## [EXCERPTED DATA]
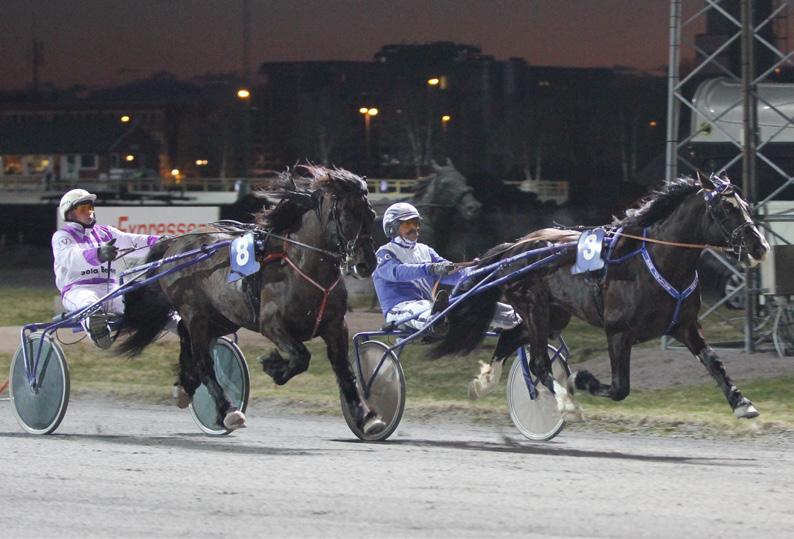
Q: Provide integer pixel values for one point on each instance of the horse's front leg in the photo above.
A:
(692, 337)
(335, 336)
(200, 343)
(540, 362)
(619, 344)
(491, 373)
(189, 380)
(289, 359)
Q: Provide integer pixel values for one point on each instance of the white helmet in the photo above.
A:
(395, 214)
(73, 198)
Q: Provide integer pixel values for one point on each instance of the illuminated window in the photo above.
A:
(88, 160)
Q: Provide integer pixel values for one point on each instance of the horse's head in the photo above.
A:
(447, 187)
(348, 216)
(731, 222)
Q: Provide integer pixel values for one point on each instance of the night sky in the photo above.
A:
(106, 42)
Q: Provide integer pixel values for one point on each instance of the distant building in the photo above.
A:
(78, 142)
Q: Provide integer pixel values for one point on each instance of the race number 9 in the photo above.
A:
(590, 247)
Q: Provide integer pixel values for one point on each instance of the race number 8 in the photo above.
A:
(241, 255)
(589, 249)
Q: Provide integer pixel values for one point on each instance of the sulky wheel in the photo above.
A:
(231, 371)
(386, 394)
(41, 408)
(538, 418)
(783, 332)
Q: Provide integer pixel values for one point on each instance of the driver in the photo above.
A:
(406, 271)
(83, 251)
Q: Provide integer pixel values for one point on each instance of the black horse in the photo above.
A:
(448, 207)
(627, 300)
(324, 221)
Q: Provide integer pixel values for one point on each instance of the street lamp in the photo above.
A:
(368, 113)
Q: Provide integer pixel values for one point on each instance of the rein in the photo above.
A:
(674, 243)
(325, 290)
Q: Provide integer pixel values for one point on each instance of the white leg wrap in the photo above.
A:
(487, 380)
(746, 411)
(234, 420)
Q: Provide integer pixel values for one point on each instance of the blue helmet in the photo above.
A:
(395, 214)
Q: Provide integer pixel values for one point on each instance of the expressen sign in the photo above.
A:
(156, 220)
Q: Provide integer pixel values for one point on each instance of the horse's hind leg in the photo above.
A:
(369, 421)
(692, 337)
(189, 380)
(278, 367)
(200, 342)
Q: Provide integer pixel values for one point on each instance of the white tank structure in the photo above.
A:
(714, 96)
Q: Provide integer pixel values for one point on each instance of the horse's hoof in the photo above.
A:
(570, 384)
(234, 420)
(745, 410)
(486, 381)
(181, 396)
(565, 403)
(576, 416)
(373, 425)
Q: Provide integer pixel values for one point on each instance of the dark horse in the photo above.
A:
(321, 222)
(447, 204)
(627, 301)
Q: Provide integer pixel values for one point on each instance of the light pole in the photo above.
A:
(432, 82)
(244, 95)
(368, 113)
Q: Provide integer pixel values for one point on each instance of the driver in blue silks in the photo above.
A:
(404, 280)
(407, 271)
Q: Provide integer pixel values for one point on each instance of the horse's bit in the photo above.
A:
(735, 237)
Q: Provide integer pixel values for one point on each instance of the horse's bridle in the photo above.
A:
(346, 247)
(735, 237)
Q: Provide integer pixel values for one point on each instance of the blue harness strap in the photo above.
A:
(679, 297)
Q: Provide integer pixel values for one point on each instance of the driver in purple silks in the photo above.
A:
(81, 250)
(404, 280)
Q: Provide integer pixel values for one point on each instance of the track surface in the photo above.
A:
(133, 470)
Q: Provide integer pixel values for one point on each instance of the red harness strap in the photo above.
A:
(326, 291)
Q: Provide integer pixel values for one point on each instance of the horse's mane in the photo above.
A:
(659, 204)
(293, 193)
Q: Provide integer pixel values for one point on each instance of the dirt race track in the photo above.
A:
(133, 470)
(140, 470)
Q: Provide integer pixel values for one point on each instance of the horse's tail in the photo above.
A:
(469, 320)
(146, 311)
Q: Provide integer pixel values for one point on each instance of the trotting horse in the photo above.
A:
(650, 288)
(322, 222)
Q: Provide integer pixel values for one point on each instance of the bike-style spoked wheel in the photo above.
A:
(231, 371)
(40, 409)
(536, 418)
(383, 391)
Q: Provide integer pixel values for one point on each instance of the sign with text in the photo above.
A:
(156, 220)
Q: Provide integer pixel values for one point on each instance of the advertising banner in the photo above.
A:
(156, 220)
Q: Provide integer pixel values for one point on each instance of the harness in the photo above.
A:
(678, 295)
(345, 248)
(282, 255)
(718, 214)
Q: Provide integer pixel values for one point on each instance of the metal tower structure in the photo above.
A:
(741, 48)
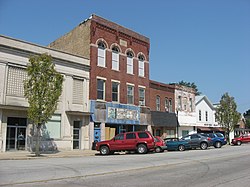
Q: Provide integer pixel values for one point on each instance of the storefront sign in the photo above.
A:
(122, 114)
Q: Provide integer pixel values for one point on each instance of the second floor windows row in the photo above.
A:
(115, 91)
(101, 60)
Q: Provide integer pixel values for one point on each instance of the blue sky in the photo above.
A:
(205, 42)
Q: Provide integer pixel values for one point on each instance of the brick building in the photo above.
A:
(162, 106)
(119, 75)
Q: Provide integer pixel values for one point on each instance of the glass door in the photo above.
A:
(16, 134)
(76, 134)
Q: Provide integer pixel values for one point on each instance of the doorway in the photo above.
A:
(76, 134)
(16, 133)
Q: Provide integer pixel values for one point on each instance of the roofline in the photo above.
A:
(35, 48)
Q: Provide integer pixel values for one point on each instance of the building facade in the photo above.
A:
(205, 116)
(185, 109)
(162, 107)
(119, 75)
(68, 128)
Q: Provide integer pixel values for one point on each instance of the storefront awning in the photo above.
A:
(78, 113)
(165, 119)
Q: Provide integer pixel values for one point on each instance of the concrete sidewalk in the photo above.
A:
(25, 155)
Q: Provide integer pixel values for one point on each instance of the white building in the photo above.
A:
(68, 128)
(205, 115)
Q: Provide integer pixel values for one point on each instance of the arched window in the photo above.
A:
(141, 66)
(115, 58)
(130, 64)
(101, 61)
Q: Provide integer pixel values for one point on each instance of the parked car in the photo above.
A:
(242, 139)
(218, 139)
(160, 145)
(175, 144)
(198, 141)
(140, 141)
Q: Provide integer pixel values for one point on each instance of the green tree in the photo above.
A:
(190, 85)
(42, 88)
(227, 115)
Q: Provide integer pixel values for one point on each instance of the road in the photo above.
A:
(228, 166)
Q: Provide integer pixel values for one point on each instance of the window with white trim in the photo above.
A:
(101, 61)
(130, 94)
(101, 89)
(16, 76)
(115, 91)
(115, 58)
(141, 66)
(191, 104)
(141, 96)
(199, 115)
(77, 91)
(166, 104)
(130, 62)
(179, 103)
(170, 105)
(158, 103)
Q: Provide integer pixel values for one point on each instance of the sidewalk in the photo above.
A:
(25, 155)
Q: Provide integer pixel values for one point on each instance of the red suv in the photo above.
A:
(242, 139)
(141, 141)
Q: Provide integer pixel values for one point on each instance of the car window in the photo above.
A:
(130, 136)
(219, 135)
(186, 138)
(143, 135)
(119, 137)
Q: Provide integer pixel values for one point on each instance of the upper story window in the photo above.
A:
(166, 104)
(101, 61)
(191, 104)
(141, 66)
(199, 115)
(158, 103)
(77, 91)
(115, 91)
(179, 103)
(115, 58)
(170, 105)
(16, 76)
(130, 64)
(141, 96)
(130, 94)
(101, 89)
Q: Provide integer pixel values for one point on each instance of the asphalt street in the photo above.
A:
(228, 166)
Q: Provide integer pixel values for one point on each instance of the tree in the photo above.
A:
(227, 115)
(190, 85)
(42, 88)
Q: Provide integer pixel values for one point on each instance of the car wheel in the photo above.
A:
(158, 150)
(217, 145)
(203, 145)
(181, 148)
(104, 150)
(142, 149)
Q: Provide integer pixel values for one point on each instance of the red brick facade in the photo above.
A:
(112, 34)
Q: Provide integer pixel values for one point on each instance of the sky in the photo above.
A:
(202, 41)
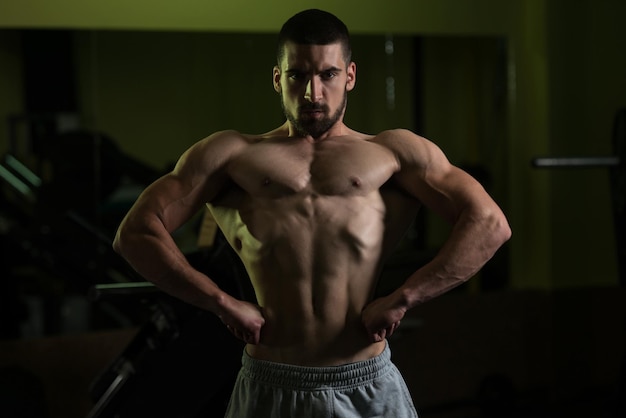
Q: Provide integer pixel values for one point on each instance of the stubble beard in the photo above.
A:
(311, 126)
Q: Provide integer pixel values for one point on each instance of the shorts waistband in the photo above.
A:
(301, 377)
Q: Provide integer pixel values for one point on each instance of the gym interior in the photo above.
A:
(98, 100)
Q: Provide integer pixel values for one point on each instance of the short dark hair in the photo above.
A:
(314, 27)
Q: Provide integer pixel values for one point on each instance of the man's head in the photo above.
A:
(314, 72)
(314, 27)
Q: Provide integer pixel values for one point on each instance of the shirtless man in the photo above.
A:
(313, 208)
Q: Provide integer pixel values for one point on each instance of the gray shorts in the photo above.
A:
(370, 388)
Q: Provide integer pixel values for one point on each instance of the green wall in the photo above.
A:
(564, 82)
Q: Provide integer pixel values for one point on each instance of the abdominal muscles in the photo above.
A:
(314, 270)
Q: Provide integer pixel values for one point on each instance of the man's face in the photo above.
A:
(313, 81)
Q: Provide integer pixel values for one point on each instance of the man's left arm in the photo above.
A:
(479, 228)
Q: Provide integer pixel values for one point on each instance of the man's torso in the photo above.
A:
(312, 223)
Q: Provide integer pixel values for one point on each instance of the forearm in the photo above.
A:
(155, 256)
(473, 241)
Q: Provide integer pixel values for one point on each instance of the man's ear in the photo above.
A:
(276, 79)
(351, 76)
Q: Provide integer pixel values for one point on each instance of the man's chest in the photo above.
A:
(334, 167)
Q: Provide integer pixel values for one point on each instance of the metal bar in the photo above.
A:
(556, 162)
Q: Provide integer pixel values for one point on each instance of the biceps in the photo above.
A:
(447, 192)
(169, 201)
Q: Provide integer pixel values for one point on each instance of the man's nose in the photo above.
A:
(313, 91)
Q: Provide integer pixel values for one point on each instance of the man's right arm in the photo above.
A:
(144, 237)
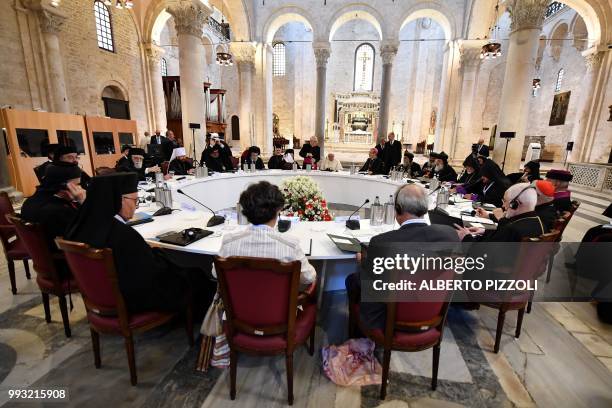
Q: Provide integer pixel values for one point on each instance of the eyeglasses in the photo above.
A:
(136, 200)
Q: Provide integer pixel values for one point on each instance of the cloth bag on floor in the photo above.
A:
(352, 363)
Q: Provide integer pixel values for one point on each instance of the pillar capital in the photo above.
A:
(527, 14)
(50, 22)
(154, 52)
(593, 60)
(469, 55)
(322, 52)
(388, 51)
(244, 52)
(189, 17)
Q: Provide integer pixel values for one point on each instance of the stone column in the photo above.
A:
(469, 62)
(388, 51)
(189, 20)
(154, 54)
(244, 54)
(527, 17)
(586, 102)
(322, 52)
(448, 99)
(50, 24)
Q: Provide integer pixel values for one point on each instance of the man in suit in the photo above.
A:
(392, 155)
(157, 138)
(519, 221)
(373, 165)
(410, 208)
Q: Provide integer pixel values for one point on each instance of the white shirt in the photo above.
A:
(261, 241)
(333, 165)
(414, 221)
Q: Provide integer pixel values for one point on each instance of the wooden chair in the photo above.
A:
(14, 250)
(410, 326)
(260, 298)
(48, 277)
(94, 270)
(532, 264)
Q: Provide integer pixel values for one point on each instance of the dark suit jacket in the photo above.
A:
(392, 153)
(373, 315)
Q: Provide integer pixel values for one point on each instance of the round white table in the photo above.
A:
(222, 191)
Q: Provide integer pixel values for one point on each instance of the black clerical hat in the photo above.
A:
(56, 176)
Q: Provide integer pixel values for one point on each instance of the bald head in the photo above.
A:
(526, 196)
(411, 202)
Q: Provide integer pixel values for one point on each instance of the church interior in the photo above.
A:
(530, 80)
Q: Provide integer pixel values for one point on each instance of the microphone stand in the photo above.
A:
(214, 220)
(355, 224)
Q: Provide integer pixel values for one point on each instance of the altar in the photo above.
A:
(355, 118)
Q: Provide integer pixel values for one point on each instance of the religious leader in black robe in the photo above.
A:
(148, 279)
(54, 206)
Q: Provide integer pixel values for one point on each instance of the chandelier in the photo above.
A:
(224, 59)
(492, 49)
(120, 4)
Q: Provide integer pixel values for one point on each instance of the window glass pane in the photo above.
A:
(33, 142)
(278, 59)
(103, 142)
(364, 68)
(104, 29)
(71, 138)
(126, 138)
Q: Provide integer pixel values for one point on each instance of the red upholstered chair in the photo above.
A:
(14, 250)
(47, 275)
(532, 265)
(260, 298)
(94, 270)
(411, 326)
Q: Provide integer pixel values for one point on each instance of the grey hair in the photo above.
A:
(411, 199)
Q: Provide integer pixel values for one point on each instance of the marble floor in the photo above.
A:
(562, 359)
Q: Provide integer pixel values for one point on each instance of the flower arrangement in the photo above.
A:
(304, 199)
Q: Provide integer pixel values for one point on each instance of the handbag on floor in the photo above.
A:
(352, 363)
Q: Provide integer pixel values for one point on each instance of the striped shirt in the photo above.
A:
(262, 241)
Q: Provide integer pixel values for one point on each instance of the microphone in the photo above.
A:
(355, 224)
(214, 220)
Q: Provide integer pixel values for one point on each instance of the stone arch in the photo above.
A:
(597, 16)
(114, 89)
(156, 17)
(557, 40)
(431, 10)
(356, 12)
(579, 32)
(283, 16)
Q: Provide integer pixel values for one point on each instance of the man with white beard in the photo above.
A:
(136, 164)
(442, 169)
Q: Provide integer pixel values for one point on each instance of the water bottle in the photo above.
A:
(442, 197)
(389, 211)
(376, 213)
(242, 220)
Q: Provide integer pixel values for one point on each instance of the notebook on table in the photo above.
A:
(346, 244)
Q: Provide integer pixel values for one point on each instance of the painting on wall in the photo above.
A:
(559, 110)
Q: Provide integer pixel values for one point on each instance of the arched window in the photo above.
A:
(104, 29)
(559, 82)
(278, 59)
(364, 68)
(164, 67)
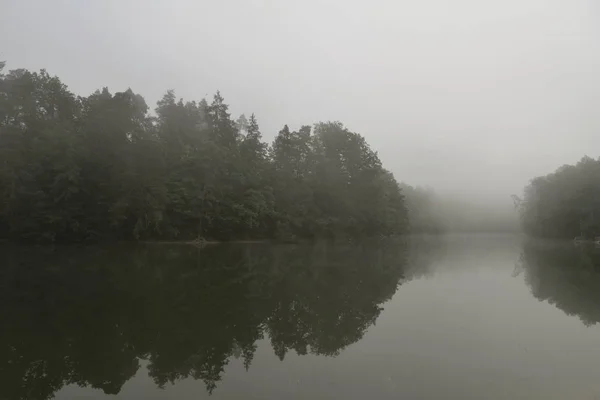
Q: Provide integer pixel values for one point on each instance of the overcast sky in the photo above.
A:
(475, 96)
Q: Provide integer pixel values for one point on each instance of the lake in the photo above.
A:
(449, 317)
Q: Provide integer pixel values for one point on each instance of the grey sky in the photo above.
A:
(474, 95)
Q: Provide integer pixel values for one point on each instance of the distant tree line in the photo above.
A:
(563, 204)
(98, 167)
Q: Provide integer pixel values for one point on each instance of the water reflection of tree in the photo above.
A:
(564, 275)
(87, 316)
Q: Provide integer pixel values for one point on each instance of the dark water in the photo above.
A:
(459, 317)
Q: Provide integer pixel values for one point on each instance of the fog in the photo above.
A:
(470, 97)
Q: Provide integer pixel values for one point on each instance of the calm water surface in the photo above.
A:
(458, 317)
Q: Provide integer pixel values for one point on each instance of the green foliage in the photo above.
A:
(103, 167)
(565, 203)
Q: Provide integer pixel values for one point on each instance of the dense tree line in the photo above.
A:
(104, 166)
(87, 315)
(563, 204)
(564, 275)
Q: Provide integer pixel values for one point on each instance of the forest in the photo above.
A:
(563, 204)
(104, 167)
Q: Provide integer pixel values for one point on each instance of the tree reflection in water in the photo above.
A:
(565, 275)
(87, 315)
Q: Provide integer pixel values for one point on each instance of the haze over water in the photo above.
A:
(459, 317)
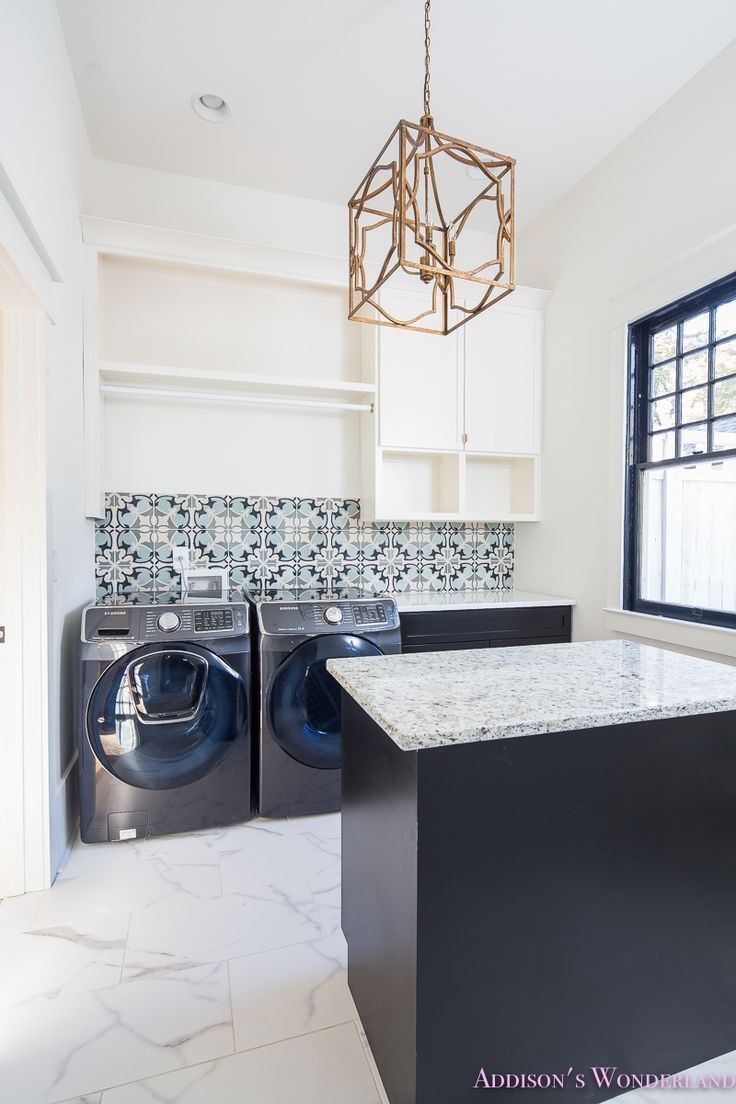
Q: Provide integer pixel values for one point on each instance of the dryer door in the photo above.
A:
(304, 700)
(164, 715)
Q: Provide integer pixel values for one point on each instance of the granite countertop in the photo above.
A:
(430, 601)
(435, 699)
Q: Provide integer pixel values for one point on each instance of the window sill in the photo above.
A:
(711, 638)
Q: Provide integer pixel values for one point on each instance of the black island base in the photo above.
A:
(547, 906)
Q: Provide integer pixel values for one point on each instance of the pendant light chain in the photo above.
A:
(408, 215)
(427, 112)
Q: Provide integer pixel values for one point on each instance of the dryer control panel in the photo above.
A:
(313, 617)
(142, 624)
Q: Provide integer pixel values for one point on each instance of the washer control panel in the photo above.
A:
(315, 617)
(140, 624)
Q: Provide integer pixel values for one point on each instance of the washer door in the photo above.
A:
(162, 717)
(304, 701)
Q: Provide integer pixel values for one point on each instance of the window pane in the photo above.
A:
(694, 404)
(694, 438)
(662, 413)
(661, 446)
(664, 345)
(725, 358)
(724, 396)
(724, 434)
(695, 331)
(662, 380)
(689, 533)
(725, 319)
(694, 369)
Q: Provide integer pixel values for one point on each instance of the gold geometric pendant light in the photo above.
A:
(414, 226)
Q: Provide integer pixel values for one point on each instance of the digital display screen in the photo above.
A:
(204, 585)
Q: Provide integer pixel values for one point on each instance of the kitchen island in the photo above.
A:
(539, 867)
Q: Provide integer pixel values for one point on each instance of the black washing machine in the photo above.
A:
(164, 718)
(300, 742)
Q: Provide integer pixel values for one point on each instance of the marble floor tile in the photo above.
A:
(263, 856)
(322, 1068)
(258, 917)
(76, 1046)
(697, 1089)
(289, 991)
(327, 890)
(128, 887)
(54, 962)
(18, 913)
(371, 1061)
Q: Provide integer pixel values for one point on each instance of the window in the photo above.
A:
(681, 492)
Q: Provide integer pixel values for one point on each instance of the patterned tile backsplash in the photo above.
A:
(292, 542)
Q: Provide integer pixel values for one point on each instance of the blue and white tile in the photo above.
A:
(173, 511)
(43, 964)
(211, 512)
(326, 1067)
(132, 510)
(170, 935)
(341, 513)
(76, 1046)
(290, 991)
(245, 513)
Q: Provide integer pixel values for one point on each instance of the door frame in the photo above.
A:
(24, 796)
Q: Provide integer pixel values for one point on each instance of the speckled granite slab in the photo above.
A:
(434, 699)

## [WORK ORDER]
In the data above, retype exactly and only the lines between the one holding "concrete sidewalk in the photo above." and the one holding "car wheel in the photo above.", inclusive.

## [ANSWER TO THE PROBLEM]
Q: Provide integer pixel values for one point on each instance of the concrete sidewalk in the photo above.
A:
(25, 155)
Q: Provide integer pixel values for one point on each instance of the white building in the photo above.
A:
(68, 128)
(205, 115)
Q: Provide integer pixel values for one point on each instance of the arched window in the photo above.
A:
(141, 66)
(115, 58)
(130, 64)
(101, 61)
Q: Provide integer pixel values for one point on each instance of the parked car in the photo above.
A:
(242, 139)
(218, 139)
(160, 145)
(175, 144)
(198, 141)
(140, 141)
Q: Provide integer pixel values for one point on each instance of the green tree in the photo above.
A:
(190, 85)
(42, 88)
(227, 115)
Q: Provide integer pixel values for one point on each instance of the road in the photo above.
A:
(228, 166)
Q: Provide integer pixel values for one point on each instance of the window with white trim in the photo above.
A:
(101, 61)
(130, 94)
(101, 89)
(16, 76)
(115, 91)
(115, 58)
(141, 66)
(191, 104)
(141, 96)
(199, 115)
(77, 91)
(166, 104)
(130, 62)
(179, 103)
(170, 105)
(158, 103)
Q: Provide integer pixel values for one point on each instance of the sidewalk in the photo above.
A:
(25, 155)
Q: Provide integer pixel values for one point on each instance of the red suv in the photo above.
A:
(242, 139)
(141, 141)
Q: Provide integer pixel values for one point on each instance of the car window in the photo above.
A:
(130, 136)
(219, 135)
(186, 138)
(143, 135)
(119, 137)
Q: Provide integer pixel values for one point on each instance of the upper story window in the photo above.
A:
(166, 104)
(101, 61)
(191, 104)
(141, 66)
(199, 115)
(158, 103)
(77, 91)
(115, 91)
(179, 103)
(115, 58)
(170, 105)
(16, 76)
(130, 64)
(141, 96)
(130, 94)
(101, 89)
Q: Provide integer pixel values for one point on each instance of the asphalt street in the photo above.
A:
(228, 166)
Q: Provide integer pixel values for one point on each instance of the tree in the photo above.
A:
(227, 115)
(190, 85)
(42, 88)
Q: Provide integer pixel values for one point on each instance of the car wheel in the photo above.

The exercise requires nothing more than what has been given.